• Set problem
Write out the listing below again, precisely as it is given.

* start *

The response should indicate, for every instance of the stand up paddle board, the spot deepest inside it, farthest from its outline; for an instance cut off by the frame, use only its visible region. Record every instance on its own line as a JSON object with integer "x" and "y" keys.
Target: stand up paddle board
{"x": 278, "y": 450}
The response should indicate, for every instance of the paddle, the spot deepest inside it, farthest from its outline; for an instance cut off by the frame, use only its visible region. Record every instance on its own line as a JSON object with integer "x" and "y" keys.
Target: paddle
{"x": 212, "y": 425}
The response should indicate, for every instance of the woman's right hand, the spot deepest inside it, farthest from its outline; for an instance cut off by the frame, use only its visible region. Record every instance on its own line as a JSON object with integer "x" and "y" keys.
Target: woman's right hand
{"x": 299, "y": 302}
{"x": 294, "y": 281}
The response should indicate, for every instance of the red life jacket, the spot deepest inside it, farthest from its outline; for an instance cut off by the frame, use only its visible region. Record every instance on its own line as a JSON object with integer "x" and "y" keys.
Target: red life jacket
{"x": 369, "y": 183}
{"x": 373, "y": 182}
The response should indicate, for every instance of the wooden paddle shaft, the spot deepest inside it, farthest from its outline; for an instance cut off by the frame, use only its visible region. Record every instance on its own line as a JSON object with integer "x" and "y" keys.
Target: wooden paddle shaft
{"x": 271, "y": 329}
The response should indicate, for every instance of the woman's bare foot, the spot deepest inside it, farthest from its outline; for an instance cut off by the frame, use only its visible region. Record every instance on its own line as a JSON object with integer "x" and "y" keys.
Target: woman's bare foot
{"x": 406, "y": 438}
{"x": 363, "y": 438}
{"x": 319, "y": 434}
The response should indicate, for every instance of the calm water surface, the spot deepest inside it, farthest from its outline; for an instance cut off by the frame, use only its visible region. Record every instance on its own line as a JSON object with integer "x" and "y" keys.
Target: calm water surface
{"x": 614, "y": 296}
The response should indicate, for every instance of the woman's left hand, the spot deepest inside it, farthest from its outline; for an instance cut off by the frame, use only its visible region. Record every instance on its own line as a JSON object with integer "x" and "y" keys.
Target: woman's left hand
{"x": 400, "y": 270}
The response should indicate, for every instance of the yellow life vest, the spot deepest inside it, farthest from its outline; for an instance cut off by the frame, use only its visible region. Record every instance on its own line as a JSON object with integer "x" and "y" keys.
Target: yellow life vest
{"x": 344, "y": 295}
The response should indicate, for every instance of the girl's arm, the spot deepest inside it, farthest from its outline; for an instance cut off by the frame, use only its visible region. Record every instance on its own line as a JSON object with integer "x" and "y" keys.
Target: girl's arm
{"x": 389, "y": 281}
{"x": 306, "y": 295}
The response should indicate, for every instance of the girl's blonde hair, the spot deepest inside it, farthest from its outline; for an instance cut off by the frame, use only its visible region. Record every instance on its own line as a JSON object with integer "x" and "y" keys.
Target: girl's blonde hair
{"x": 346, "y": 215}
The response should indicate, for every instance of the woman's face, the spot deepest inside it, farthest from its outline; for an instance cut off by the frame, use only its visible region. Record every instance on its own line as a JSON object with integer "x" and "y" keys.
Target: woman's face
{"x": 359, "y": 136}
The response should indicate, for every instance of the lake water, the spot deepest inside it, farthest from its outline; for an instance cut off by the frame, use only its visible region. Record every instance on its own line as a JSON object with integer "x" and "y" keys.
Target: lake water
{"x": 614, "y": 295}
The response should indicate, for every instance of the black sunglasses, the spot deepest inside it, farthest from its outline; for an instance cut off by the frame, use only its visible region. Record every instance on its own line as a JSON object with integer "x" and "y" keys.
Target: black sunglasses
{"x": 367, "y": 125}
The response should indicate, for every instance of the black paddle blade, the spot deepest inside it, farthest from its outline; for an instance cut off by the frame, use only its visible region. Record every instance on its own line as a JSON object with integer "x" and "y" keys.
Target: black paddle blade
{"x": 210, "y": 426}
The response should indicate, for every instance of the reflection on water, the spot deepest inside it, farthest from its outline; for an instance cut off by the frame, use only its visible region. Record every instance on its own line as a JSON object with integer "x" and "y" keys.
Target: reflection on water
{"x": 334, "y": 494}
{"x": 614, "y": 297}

* end *

• Answer to this problem
The response should indicate, for every instance of the stand up paddle board, the spot deepest inside it, farthest from its outline; for an instance cut off by the frame, use only its visible region. Record every instance on its own line as a JSON object with integer "x" and "y" keys.
Target: stand up paddle board
{"x": 278, "y": 450}
The response should indicate, for every instance of the paddle, the spot deepest inside it, farthest from its outline; for an instance cut off by the frame, use only its visible region. Record every instance on its own line as a JSON object with integer "x" and "y" keys.
Target: paddle
{"x": 212, "y": 425}
The response should indicate, for every instance of the woman's right hand, the spot deepest inside it, farthest from its outline; for an instance cut off by the frame, use only its visible region. Record every instance on its own line as a JSON object with integer "x" and "y" keys.
Target: woman's right hand
{"x": 299, "y": 302}
{"x": 294, "y": 281}
The response should indicate, for every instance of the red life jacket, the spot deepest inside it, farthest from its outline; for an instance cut off by the frame, use only its visible region. Record every instance on its own line as a JSON object with integer "x" and "y" keys.
Target: red life jacket
{"x": 369, "y": 183}
{"x": 373, "y": 182}
The response should indicate, for every instance of the wooden paddle shaft, the spot deepest inside it, farthest from its outline; for an instance cut off by the frame, use only its visible region. Record every instance on its own line as a JSON object with integer "x" and "y" keys.
Target: wooden paddle shaft
{"x": 271, "y": 329}
The response should indicate, for every instance of the woman's bare foot, the spot deepest inside it, farthest from its outline; for an instance cut off by the frame, use only its visible region. Record every instance on its own line as a JSON object with integer "x" and "y" keys.
Target: woman's bare foot
{"x": 406, "y": 438}
{"x": 363, "y": 438}
{"x": 319, "y": 434}
The response should indicate, for every instance of the calm water surface, the spot deepest inside it, farthest from its outline; for an instance cut off by the frame, use only its visible region. Record every instance on its own line as a JSON object with integer "x" and "y" keys.
Target: calm water surface
{"x": 614, "y": 296}
The response should indicate, for every instance of the woman's left hand, the spot deepest inside it, farthest from its outline; for an instance cut off by the frame, use only its visible region. Record every instance on its own line as a JSON object with integer "x" and "y" keys.
Target: woman's left hand
{"x": 400, "y": 270}
The response should indicate, for every instance of the yellow life vest, the spot deepest inside it, farthest from its outline; for an instance cut off by the frame, use only its visible region. Record every instance on its own line as a JSON object with integer "x" and "y" keys.
Target: yellow life vest
{"x": 344, "y": 295}
The response should indicate, for every instance of the girl's arm, the spot deepest inside it, farthest from its outline; for an instance cut off by the frame, use only its visible region. Record every instance on its own line as a JSON object with integer "x" and "y" keys.
Target: girl's arm
{"x": 389, "y": 281}
{"x": 306, "y": 295}
The response should indicate, for every instance of the girl's blonde hair, the spot deepest inside it, farthest from its outline; for an instance cut off by the frame, use only its visible region. Record every instance on its own line as a JSON object with integer "x" and "y" keys.
Target: girl's blonde hair
{"x": 346, "y": 215}
The response should indicate, for every instance of the woman's face, the spot deepest inside it, farthest from its outline; for an instance cut off by the frame, use only its visible region. Record every instance on its own line as a JSON object with integer "x" and "y" keys.
Target: woman's face
{"x": 359, "y": 136}
The response should indicate, for every instance of the lake water, the spot deepest inside it, farthest from its outline; for an instance cut off by the frame, use only its visible region. Record every instance on its own line as a JSON object with integer "x" and "y" keys.
Target: lake water
{"x": 614, "y": 295}
The response should indicate, for every instance of the black sunglasses, the spot deepest inside it, farthest from its outline; for an instance cut off by the frame, use only its visible region. Record every instance on its own line as a JSON object with integer "x" and "y" keys.
Target: black sunglasses
{"x": 367, "y": 125}
The response should indicate, for every instance of the black paddle blade, the spot deepest inside it, farthest from its outline; for an instance cut off by the frame, use only its visible region. Record every instance on its own line as a JSON object with integer "x" and "y" keys.
Target: black paddle blade
{"x": 210, "y": 426}
The response should indicate, for every instance of the reflection on water, the spot deepest inside it, farthest from its outline; for an instance cut off by the frame, use only its visible region. Record every instance on its own line as a JSON object with integer "x" and "y" keys.
Target: reflection on water
{"x": 334, "y": 494}
{"x": 614, "y": 297}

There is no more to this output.